What the task asks: Within these entries, which lines include the string "card"? Copy each one.

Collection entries
***

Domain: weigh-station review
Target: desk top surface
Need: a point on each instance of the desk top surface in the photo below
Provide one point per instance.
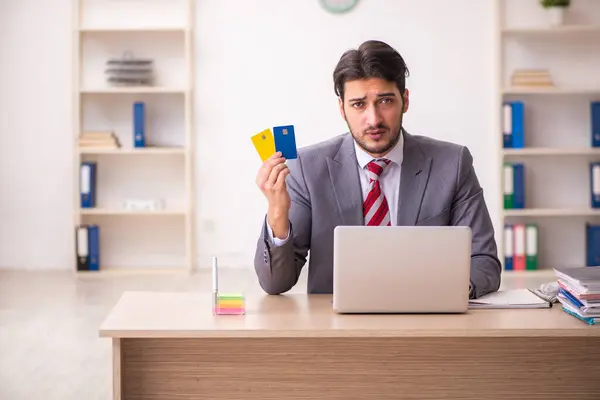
(164, 314)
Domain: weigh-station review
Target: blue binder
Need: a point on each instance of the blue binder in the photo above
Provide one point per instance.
(595, 184)
(592, 240)
(518, 124)
(94, 247)
(87, 184)
(595, 122)
(509, 241)
(139, 124)
(519, 185)
(507, 125)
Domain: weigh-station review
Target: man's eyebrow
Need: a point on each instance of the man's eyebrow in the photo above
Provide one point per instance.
(358, 99)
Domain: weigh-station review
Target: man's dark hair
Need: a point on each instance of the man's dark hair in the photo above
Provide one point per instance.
(373, 59)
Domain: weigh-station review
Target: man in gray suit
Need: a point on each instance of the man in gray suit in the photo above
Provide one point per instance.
(378, 174)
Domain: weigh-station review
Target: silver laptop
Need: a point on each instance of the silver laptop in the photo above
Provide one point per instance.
(401, 269)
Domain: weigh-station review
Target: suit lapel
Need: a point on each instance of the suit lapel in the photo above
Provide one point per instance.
(345, 181)
(413, 179)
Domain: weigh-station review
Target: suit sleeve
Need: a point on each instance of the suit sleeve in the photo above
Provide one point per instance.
(278, 267)
(469, 209)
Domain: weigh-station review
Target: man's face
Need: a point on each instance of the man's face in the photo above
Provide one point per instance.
(373, 110)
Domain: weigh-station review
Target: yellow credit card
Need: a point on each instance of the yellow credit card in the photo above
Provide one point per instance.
(264, 142)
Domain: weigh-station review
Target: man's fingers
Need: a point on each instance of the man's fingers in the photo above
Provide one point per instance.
(281, 178)
(267, 167)
(274, 173)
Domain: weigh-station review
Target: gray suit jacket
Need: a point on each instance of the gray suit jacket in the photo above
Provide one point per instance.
(438, 186)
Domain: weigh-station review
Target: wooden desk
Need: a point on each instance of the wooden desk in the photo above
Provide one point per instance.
(170, 346)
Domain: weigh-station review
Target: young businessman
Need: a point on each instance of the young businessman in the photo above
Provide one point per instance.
(377, 174)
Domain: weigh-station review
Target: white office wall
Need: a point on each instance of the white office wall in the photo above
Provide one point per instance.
(35, 134)
(258, 64)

***

Expected answer:
Target: yellow credit card
Need: a point on each instance of the yellow credit card in the photo above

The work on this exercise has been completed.